» What is asked
[a] List every type of server object that the passage on in-process synchronization names as one the client can wait on.
[b] Carry on the passage on in-process synchronization, picking up after its final sentence.

» Excerpted passage

The basic structure is:
* Each type of server object which can be waited on by the client (including events, semaphores, mutexes, but also other types such as processes, files) must store an "inproc_sync" object.
This "inproc_sync" object is a full server object (note that this differs from esync/fsync). A vector and server request is introduced to retrieve an NT handle to this object from an arbitrary NT handle.
Since the actual ntsync objects are simply distinct file descriptions, we then call get_handle_fd from the client to retrieve an fd to the object, and then perform ioctls on it.
* Objects signaled by the server (processes, files, etc) perform ntsync ioctls on that object. The backing object in all such cases is simply an event.
* Signal and wait operations on the client side attempt to defer to an "inproc_*" function, falling back to the server implementation if it returns STATUS_NOT_IMPLEMENTED. This mirrors how in-process synchronization objects (critical sections, SRW locks, etc) used to be implemented—attempting to use an architecture-specific "fast_*" function and falling back if it returned STATUS_NOT_IMPLEMENTED.
* The inproc_sync handles, once retrieved, are cached per-process. This caching takes a similar form to the fd cache. It does not reuse the same infrastructure, however.
The primary reason for this is that the fd cache is designed to fit within a 64-bit value and uses 64-bit atomic operations to ensure consistency. However, we need to store more than 64 bits of information. [We also need to modify them after caching, in order to correctly implement handle closing—see below.]
The secondary reason is that retrieving the ntsync fd from the inproc_sync handle itself uses the fd cache.
* In order to keep the Linux driver simple, it does not implement access flags (EVENT_MODIFY_STATE etc.) Instead, the flags are cached locally and validated there. This too mirrors the fd cache. Note that this means that a malicious process can now modify objects it should not be able modify—which is less true than it is with wineserver—but this is no different from the way other objects (notably fds) are handled, and would require manual syscalls.

» Information given
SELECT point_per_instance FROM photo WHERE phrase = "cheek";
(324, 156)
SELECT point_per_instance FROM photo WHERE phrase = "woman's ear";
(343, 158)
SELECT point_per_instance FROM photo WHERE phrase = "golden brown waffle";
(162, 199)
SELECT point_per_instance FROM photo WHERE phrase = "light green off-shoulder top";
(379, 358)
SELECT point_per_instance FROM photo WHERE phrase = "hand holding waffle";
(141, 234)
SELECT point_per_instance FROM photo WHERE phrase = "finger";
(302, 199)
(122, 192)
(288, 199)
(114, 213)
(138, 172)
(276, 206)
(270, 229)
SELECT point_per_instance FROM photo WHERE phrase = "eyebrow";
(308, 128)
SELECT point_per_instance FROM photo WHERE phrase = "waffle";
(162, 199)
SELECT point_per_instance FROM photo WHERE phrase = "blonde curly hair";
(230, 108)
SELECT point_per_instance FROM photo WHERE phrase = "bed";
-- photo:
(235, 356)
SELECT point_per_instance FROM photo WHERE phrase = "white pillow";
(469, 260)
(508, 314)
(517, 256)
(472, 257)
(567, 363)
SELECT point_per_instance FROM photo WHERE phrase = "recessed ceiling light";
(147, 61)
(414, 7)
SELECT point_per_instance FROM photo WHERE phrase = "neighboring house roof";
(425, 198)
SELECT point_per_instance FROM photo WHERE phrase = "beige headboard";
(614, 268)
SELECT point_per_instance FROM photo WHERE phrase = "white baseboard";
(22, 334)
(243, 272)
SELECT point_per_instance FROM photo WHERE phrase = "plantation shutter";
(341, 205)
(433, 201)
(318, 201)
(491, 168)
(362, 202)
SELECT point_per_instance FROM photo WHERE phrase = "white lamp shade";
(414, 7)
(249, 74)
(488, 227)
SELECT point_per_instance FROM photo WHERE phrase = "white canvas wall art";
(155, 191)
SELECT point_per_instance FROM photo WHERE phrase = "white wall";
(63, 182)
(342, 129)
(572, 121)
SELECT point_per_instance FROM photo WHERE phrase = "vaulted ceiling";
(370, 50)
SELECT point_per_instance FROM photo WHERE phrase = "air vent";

» Expected answers
[a] events, semaphores, mutexes, processes, files

[b]
* In order to achieve correct behaviour related to closing objects while they are used, this patch set essentially relies on refcounting. This is broadly true of the server as well, but because we need to avoid server calls when performing object operations, significantly more care must be taken.
In particular, because waits need to be interruptable by signals and then be restarted, we need the backing ntsync object to remain valid until all users are done with it. On a process level, this is achieved by letting multiple processes own handles to the underlying inproc_sync server object.
On a thread level, multiple simultaneous calls need to refcount the process's local handle. This refcount is stored in the sync object cache. When it reaches zero, the cache is cleared.
Punting this behaviour to the Linux driver would have introduced a great deal more complexity, which is best kept in userspace and out of the kernel.
* The cache is, as such, treated as a cache. The penultimate commit, which introduces client support but does not yet cache the objects, effectively illustrates this by never actually caching anything, and retrieving a new NT handle and fd every time.
* Certain waits, on internal handles (such as async, startup_info, completion), are delegated to the server even when ntsync is used. Those server objects do not create an underlying ntsync object.